Written task →
Copy out the lines below word for word, and omit the picture from your copy.

Material for this exercise →

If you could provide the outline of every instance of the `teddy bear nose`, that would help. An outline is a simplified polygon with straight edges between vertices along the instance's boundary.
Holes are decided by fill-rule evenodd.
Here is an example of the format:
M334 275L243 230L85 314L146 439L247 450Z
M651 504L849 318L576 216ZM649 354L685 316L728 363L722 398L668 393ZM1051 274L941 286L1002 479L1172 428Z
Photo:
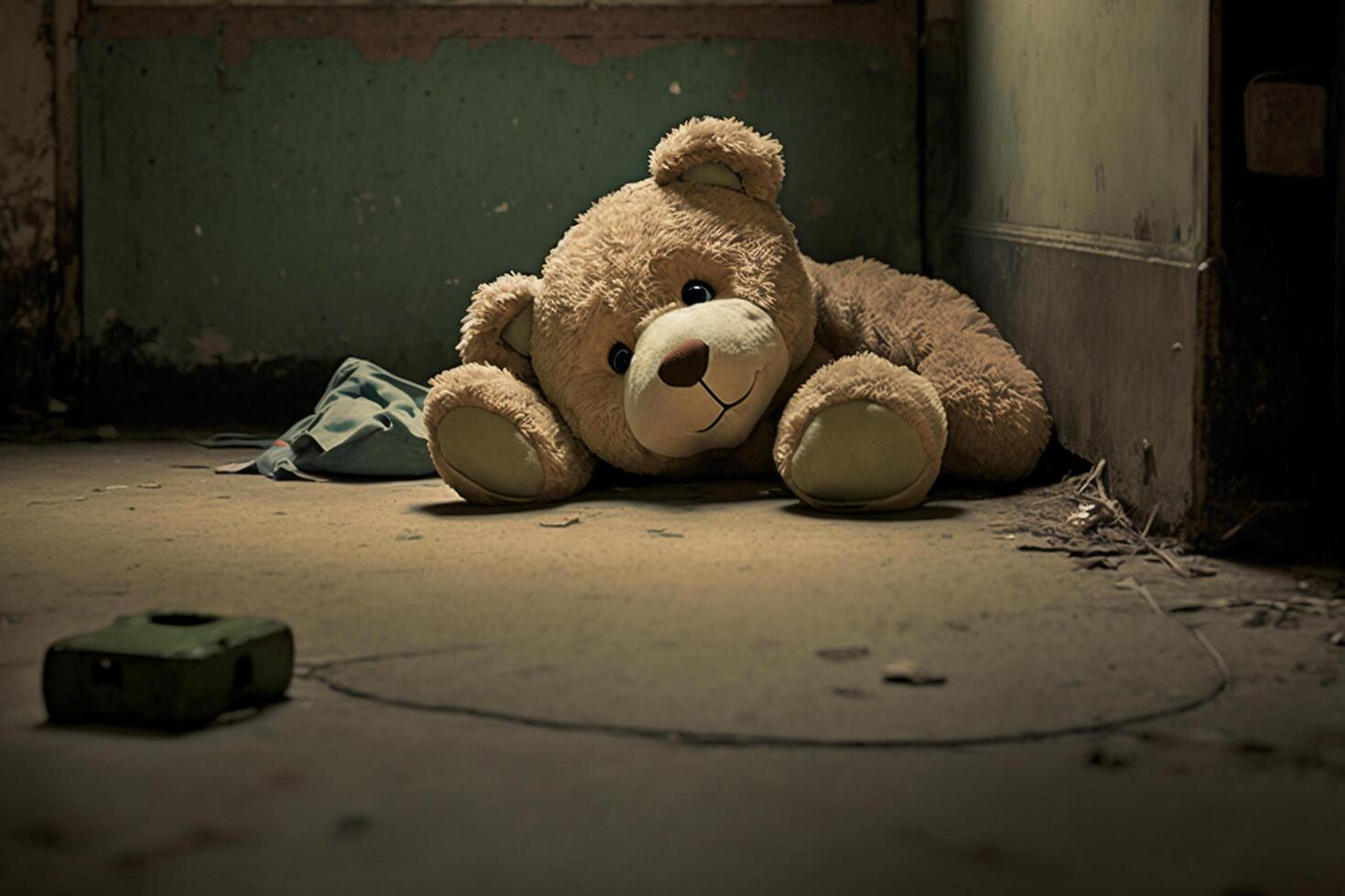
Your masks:
M698 339L674 345L659 361L659 379L668 386L695 386L710 365L710 347Z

Worked answer →
If you could provide the outline of every instance of the `teddy bear nose`, that would help. An outline is a simplified polygon with straight edges between vertices along the instance's boundary.
Holes are decided by fill-rule evenodd.
Here is an example of the format:
M334 275L243 230L85 314L146 439L247 450Z
M651 504L849 318L576 216ZM649 354L685 316L728 363L722 398L668 393ZM1051 274L941 286L1002 479L1172 428Z
Photo:
Your masks:
M698 339L674 345L659 361L659 379L668 386L695 386L710 365L710 347Z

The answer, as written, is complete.